EXERCISE BRIEF
Count the lines in the items below that contain the string "stem", and reply with that number only.

RECORDED DATA
---*---

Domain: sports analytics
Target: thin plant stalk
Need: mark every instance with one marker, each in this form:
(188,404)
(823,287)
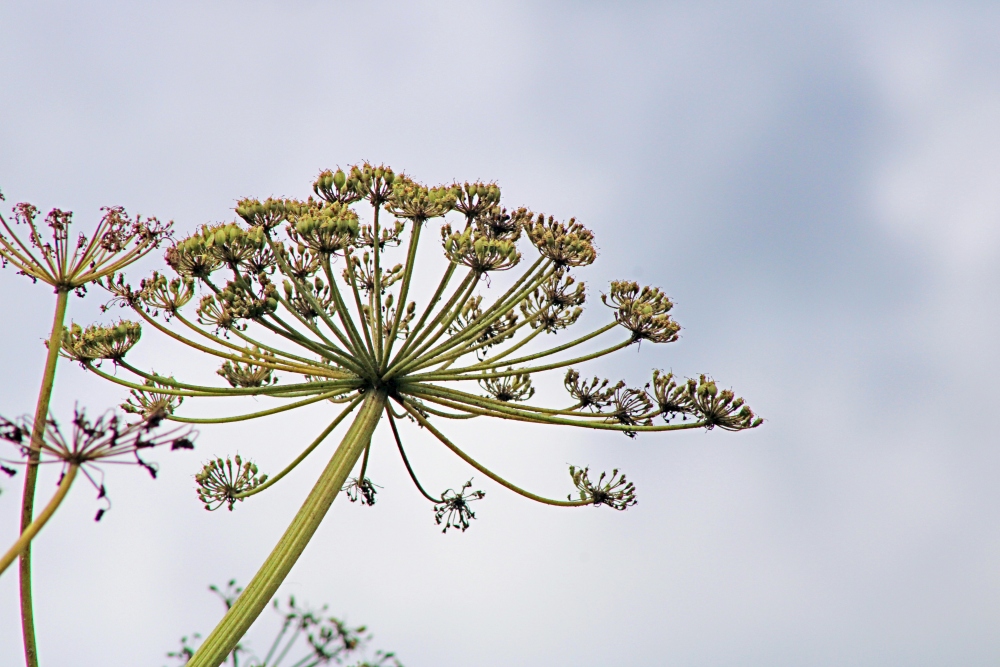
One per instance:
(31,476)
(23,542)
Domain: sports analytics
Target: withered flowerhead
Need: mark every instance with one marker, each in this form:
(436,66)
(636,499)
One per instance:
(152,404)
(644,311)
(453,508)
(100,342)
(509,388)
(108,439)
(221,483)
(720,408)
(569,244)
(617,493)
(68,265)
(363,490)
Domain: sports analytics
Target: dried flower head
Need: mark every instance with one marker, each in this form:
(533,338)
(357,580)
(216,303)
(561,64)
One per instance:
(509,388)
(66,265)
(720,408)
(160,294)
(363,490)
(496,332)
(556,304)
(108,439)
(643,312)
(151,404)
(326,229)
(453,508)
(569,244)
(250,373)
(480,253)
(595,394)
(497,223)
(266,214)
(476,198)
(617,493)
(630,407)
(100,342)
(220,482)
(413,201)
(672,399)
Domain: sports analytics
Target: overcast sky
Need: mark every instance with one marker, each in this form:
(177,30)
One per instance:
(817,189)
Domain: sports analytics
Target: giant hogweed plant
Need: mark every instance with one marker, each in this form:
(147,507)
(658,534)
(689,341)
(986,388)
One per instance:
(47,252)
(306,637)
(306,291)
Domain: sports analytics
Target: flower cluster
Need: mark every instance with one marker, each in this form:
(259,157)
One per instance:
(566,244)
(617,493)
(509,388)
(150,403)
(453,509)
(100,342)
(220,482)
(107,439)
(644,311)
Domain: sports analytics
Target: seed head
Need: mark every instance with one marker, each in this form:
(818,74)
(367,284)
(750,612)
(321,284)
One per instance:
(363,490)
(100,342)
(643,312)
(219,482)
(453,508)
(509,388)
(249,373)
(593,394)
(719,408)
(569,244)
(630,407)
(151,404)
(617,493)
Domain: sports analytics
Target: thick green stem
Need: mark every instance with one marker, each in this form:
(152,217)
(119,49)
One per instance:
(28,534)
(264,585)
(31,475)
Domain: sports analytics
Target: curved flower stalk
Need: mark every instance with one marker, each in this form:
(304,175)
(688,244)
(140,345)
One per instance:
(306,638)
(90,444)
(67,264)
(305,290)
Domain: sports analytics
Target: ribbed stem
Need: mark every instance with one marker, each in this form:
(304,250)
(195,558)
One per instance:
(24,541)
(264,585)
(31,475)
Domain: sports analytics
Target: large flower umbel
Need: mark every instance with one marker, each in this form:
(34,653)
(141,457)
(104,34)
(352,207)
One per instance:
(320,292)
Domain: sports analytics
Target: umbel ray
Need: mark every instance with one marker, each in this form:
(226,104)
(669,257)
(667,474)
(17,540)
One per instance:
(305,291)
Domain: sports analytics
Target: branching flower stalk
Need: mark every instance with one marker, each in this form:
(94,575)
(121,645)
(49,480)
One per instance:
(305,291)
(306,638)
(67,265)
(91,443)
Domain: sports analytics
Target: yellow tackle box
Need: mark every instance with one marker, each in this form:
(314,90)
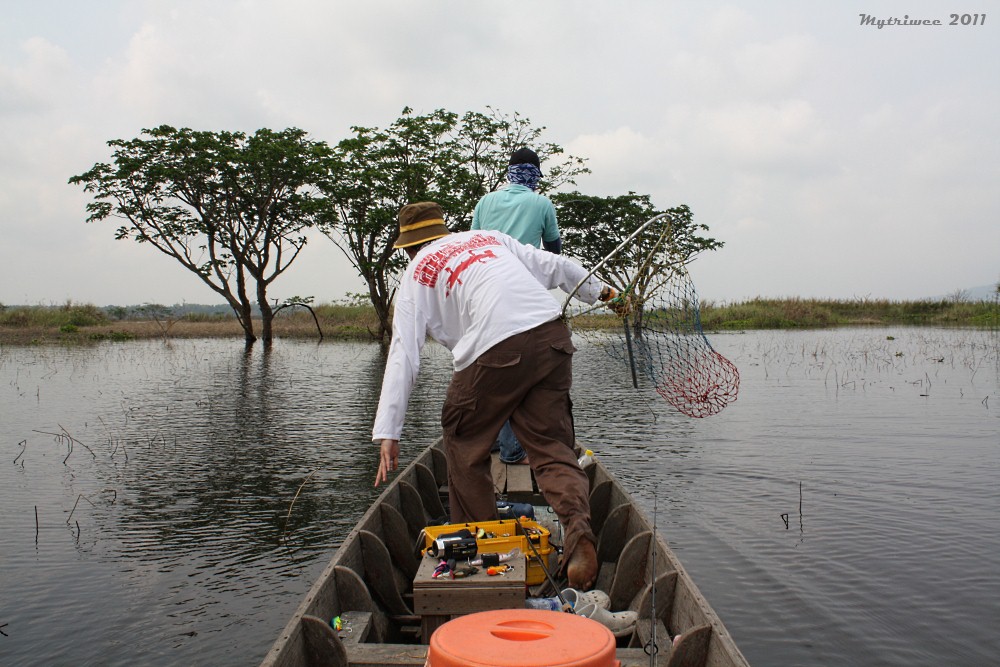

---*---

OUTPUT
2